◆ **EXERCÍCIO 1**:
Passe para uma tabela Markdown as linhas dos registros, começando na que contém "Where can the lit" e terminando na que contém "<point>156,190</point>". Use as colunas Número e Linha do registro, numere cada linha e deixe de fora as linhas em branco.

◆ **TRECHO DO TEXTO**:
::::::::

Tia CIRA, 80 ANOS *

Certamente ninguém como Tia Cira simboliza e representa tão bem os anos dourados da adolescência da maioria de nós, seus sobrinhos e sobrinhos mais velhos.

Para as primeiras levas de netos e netas de Vôzinho e Vózinha, a ida para o Icó nas férias de julho e dezembro era um sonho. Banho no açude de Manoel Sobral, canga pé no rio Salgado, pular dos arcos da ponte e de suas barreiras, assistir aos leilões das padroeiras, se embevecer com a voz de tio Auto na novena da igreja do Monte, o primeiro cigarro, o primeiro gole de álcool na figura de um prosaico Cinzano.

Os namoricos, os flertes na avenida, os bailes no teatro, o Cine São Bento, as bicicletas alugadas, quase caindo aos pedaços de tão velhas e usadas, os foguetes riscando o céu em dias de festas e nós correndo atrás pra ver onde eles caíam, o forró da bomba de gasolina de Solon de Joel, no comércio.

Os sinos da matriz a badalarem anunciando os enterros, a velha cadeia, de paredes grossas, grades pesadas e presos tristes. A chegada de Vôzinho da inspeção periódica que fazia nas linhas de transmissão dos Correios, montado na burra cansada e impaciente, os netos curiosos ao redor. O inacreditável avião que um dia pousou em plena Rua Larga, levantando poeira e alvoroçando a meninada.

::::::::

◆ **DADOS FORNECIDOS**:

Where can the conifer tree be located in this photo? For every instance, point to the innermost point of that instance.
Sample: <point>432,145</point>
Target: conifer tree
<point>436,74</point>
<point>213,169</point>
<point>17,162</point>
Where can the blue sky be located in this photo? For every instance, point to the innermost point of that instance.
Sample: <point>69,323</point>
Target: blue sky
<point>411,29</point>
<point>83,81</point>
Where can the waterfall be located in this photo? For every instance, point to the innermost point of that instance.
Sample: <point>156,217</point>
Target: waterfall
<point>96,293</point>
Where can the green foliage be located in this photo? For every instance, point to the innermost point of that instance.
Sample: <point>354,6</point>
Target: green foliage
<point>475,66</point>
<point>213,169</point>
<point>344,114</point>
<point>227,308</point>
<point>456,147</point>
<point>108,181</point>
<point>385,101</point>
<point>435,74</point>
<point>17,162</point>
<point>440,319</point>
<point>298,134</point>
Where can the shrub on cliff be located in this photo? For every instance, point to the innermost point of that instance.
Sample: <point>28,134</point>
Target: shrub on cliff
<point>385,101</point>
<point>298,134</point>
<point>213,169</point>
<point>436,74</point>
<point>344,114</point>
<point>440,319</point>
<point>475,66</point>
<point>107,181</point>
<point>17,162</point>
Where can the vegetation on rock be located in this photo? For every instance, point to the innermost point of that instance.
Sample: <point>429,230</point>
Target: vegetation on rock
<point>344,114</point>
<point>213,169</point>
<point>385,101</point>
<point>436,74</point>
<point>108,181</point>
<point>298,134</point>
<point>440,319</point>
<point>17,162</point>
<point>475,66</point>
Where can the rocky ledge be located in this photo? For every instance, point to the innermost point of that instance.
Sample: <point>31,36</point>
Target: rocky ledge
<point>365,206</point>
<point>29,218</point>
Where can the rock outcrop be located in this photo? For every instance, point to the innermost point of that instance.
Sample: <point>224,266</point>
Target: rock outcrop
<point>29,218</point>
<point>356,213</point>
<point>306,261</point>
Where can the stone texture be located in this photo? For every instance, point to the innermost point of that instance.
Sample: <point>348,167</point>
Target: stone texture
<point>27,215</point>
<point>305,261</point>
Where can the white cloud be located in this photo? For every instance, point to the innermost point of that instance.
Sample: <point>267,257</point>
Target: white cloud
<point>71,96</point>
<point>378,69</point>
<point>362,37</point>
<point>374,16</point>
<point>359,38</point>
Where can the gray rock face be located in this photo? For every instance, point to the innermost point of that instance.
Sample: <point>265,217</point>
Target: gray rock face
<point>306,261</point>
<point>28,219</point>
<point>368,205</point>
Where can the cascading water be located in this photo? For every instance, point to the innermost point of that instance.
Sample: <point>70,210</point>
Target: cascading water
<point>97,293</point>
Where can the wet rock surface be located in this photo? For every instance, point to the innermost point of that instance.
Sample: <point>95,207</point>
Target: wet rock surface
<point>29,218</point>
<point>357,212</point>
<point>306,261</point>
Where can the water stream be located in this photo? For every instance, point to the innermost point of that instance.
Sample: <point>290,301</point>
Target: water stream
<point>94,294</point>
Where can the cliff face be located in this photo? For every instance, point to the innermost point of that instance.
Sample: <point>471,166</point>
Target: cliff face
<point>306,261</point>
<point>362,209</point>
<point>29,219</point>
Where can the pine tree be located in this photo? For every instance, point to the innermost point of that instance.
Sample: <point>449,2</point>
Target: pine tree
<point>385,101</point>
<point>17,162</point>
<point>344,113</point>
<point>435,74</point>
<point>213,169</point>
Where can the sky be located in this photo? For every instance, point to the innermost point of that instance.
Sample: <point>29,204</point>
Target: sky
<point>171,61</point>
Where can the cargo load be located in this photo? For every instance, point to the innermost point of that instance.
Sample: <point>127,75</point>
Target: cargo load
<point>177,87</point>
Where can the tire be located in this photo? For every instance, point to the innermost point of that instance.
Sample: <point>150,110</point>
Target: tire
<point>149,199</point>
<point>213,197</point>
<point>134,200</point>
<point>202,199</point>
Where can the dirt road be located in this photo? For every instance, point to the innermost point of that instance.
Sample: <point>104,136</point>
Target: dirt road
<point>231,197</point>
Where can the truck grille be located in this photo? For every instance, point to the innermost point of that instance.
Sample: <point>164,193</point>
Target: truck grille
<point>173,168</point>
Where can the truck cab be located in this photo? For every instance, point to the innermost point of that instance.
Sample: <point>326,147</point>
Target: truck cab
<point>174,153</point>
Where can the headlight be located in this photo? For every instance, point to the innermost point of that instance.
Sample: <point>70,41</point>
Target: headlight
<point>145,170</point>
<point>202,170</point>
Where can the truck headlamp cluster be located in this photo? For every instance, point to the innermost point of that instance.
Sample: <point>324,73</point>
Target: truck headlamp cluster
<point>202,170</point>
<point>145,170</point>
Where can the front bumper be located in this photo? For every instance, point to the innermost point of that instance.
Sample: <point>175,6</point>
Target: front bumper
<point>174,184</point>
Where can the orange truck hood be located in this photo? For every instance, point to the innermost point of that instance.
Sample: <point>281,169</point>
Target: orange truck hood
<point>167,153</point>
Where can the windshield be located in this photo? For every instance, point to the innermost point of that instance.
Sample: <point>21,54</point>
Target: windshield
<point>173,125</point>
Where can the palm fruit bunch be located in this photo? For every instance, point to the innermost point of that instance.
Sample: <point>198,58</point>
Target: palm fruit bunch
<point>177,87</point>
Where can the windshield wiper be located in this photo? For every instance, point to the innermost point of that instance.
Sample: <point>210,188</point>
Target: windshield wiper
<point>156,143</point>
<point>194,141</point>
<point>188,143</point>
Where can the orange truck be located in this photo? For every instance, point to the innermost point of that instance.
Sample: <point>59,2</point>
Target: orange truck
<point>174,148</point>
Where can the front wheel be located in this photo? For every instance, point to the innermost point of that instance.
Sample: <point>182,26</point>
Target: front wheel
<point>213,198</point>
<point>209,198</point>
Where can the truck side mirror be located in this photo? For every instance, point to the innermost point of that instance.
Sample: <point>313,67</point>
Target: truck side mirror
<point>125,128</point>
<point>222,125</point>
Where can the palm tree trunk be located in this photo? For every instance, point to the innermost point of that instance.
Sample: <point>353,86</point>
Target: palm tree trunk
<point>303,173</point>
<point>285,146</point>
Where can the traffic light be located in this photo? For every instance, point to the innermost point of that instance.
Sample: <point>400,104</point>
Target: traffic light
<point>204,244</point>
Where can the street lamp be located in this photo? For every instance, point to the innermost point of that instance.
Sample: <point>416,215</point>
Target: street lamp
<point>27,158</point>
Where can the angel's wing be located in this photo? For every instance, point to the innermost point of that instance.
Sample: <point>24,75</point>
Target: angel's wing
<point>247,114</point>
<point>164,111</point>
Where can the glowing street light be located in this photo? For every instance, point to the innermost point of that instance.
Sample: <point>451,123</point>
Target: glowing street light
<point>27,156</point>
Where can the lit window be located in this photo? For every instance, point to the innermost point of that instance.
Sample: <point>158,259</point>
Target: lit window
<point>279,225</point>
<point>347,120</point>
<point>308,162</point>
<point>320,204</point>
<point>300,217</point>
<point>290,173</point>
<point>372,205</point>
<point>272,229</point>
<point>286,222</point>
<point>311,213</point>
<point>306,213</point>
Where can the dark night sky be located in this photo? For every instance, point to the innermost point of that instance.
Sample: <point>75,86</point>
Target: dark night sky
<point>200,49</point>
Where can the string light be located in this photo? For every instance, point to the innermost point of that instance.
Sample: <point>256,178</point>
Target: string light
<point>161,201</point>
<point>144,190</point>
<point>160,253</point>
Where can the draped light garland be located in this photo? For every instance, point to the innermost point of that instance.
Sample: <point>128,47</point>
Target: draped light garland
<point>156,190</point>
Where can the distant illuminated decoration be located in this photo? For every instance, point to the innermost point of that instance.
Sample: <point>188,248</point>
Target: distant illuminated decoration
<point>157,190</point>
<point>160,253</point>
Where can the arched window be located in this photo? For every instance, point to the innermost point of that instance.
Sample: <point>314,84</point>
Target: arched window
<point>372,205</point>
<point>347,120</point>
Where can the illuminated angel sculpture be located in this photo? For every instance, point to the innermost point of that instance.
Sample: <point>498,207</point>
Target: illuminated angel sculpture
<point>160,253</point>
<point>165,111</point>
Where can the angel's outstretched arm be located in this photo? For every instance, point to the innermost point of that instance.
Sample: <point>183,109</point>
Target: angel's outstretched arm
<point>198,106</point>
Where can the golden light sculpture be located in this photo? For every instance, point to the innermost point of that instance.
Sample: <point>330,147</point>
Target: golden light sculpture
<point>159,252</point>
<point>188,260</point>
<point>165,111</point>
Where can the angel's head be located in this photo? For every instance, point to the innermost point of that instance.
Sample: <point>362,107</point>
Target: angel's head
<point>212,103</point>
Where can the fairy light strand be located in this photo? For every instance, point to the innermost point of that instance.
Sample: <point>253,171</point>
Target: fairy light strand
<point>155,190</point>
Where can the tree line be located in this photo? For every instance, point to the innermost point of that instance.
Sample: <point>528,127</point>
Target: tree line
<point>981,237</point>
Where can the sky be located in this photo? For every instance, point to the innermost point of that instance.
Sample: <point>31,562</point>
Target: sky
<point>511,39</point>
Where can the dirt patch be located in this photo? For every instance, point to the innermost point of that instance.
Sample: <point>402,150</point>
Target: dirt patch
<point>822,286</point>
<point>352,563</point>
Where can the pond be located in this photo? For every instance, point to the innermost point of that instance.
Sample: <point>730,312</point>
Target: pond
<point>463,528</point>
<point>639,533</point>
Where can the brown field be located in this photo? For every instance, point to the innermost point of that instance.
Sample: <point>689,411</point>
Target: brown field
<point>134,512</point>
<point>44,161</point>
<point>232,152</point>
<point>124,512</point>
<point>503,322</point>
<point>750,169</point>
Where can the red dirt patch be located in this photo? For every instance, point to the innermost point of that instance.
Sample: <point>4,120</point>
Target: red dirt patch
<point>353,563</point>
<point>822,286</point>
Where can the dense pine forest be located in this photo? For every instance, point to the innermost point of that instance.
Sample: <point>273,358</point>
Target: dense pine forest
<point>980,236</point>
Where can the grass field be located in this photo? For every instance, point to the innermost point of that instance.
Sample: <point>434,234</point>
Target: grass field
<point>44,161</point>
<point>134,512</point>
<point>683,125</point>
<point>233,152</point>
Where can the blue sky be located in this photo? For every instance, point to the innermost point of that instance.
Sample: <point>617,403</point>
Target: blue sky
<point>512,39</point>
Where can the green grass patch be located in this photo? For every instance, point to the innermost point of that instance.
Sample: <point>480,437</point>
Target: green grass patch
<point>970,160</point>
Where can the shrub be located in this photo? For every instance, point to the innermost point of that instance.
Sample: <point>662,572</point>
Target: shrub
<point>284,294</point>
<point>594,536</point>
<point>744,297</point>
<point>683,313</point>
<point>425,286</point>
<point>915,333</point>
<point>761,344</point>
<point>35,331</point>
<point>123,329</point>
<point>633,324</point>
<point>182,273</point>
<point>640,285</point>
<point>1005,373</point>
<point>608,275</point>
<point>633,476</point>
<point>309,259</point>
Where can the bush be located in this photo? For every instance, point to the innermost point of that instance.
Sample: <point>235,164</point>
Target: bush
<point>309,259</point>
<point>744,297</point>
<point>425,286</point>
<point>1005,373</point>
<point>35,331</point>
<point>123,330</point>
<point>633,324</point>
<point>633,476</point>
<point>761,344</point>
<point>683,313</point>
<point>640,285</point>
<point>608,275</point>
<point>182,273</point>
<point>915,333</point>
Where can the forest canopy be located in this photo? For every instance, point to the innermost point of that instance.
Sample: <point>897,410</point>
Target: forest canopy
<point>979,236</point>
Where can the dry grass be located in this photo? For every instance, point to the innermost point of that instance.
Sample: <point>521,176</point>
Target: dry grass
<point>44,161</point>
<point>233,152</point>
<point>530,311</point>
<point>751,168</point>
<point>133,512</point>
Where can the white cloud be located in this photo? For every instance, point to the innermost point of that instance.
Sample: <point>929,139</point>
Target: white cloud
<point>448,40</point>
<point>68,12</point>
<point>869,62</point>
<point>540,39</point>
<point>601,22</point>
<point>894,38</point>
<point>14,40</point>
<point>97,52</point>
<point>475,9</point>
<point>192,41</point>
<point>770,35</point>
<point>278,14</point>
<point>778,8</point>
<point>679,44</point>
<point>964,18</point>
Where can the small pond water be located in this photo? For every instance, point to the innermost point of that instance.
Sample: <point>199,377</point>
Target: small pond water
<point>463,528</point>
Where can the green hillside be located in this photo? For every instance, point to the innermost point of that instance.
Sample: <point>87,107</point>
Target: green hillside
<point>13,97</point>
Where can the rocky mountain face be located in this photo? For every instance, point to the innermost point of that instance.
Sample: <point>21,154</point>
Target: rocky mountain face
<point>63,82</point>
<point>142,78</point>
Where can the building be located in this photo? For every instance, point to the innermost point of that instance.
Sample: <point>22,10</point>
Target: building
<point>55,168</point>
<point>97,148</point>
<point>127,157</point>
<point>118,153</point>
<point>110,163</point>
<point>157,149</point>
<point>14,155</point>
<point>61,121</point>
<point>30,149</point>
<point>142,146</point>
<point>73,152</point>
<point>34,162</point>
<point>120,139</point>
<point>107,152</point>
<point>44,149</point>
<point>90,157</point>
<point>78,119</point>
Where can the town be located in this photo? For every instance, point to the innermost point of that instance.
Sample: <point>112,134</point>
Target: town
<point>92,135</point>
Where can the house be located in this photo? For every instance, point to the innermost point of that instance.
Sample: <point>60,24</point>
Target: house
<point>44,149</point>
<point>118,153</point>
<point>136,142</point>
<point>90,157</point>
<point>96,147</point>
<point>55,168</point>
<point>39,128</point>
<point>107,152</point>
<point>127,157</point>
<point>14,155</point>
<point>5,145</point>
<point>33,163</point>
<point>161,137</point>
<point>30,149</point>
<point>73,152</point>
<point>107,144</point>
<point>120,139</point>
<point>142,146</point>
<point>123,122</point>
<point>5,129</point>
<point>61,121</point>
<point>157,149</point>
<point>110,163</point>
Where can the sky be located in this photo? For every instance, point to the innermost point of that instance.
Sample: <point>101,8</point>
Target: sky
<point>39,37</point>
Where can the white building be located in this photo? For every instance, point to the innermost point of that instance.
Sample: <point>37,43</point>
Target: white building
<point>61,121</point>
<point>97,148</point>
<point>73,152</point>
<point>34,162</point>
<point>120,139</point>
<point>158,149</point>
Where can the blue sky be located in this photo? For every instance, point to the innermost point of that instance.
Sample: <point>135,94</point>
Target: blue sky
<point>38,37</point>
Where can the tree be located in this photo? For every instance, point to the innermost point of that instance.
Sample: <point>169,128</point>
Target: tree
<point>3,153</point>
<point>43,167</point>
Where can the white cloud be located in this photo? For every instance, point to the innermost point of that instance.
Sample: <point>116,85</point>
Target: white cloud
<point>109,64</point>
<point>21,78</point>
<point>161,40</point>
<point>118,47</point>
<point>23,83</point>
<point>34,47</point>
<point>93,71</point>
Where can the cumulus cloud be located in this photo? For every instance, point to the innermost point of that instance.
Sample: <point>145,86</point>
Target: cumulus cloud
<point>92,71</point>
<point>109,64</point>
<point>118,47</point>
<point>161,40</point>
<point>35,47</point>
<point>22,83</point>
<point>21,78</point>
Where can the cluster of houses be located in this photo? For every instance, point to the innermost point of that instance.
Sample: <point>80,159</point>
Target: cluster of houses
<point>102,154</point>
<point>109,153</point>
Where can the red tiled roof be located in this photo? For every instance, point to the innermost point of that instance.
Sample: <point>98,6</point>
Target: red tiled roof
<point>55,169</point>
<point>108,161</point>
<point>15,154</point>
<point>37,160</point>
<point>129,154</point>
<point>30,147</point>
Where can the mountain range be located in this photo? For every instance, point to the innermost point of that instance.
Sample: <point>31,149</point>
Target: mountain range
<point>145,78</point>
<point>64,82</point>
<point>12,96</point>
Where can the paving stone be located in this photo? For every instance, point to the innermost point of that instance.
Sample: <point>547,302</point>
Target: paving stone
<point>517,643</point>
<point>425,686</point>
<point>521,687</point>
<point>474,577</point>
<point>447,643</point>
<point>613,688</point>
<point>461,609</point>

::::::::

◆ **EXERCÍCIO 2**:
Atualize o trecho do texto sobre Tia Cira que começa em "Os sinos da" e termina em "alvoroçando a meninada.", trocando "burra" por "mula".

◆ **RESPOSTA 1**:
| Número | Linha do registro |
|---|---|
| 1 | Where can the lit window be located in this photo? For every instance, point to the innermost point of that instance. |
| 2 | Sample: <point>158,259</point> |
| 3 | Target: lit window |
| 4 | <point>279,225</point> |
| 5 | <point>347,120</point> |
| 6 | <point>308,162</point> |
| 7 | <point>320,204</point> |
| 8 | <point>300,217</point> |
| 9 | <point>290,173</point> |
| 10 | <point>372,205</point> |
| 11 | <point>272,229</point> |
| 12 | <point>286,222</point> |
| 13 | <point>311,213</point> |
| 14 | <point>306,213</point> |
| 15 | Where can the dark night sky be located in this photo? For every instance, point to the innermost point of that instance. |
| 16 | Sample: <point>75,86</point> |
| 17 | Target: dark night sky |
| 18 | <point>200,49</point> |
| 19 | Where can the string light be located in this photo? For every instance, point to the innermost point of that instance. |
| 20 | Sample: <point>256,178</point> |
| 21 | Target: string light |
| 22 | <point>161,201</point> |
| 23 | <point>144,190</point> |
| 24 | <point>160,253</point> |
| 25 | Where can the draped light garland be located in this photo? For every instance, point to the innermost point of that instance. |
| 26 | Sample: <point>128,47</point> |
| 27 | Target: draped light garland |
| 28 | <point>156,190</point> |

◆ **RESPOSTA 2**:
Os sinos da matriz a badalarem anunciando os enterros, a velha cadeia, de paredes grossas, grades pesadas e presos tristes. A chegada de Vôzinho da inspeção periódica que fazia nas linhas de transmissão dos Correios, montado na mula cansada e impaciente, os netos curiosos ao redor. O inacreditável avião que um dia pousou em plena Rua Larga, levantando poeira e alvoroçando a meninada.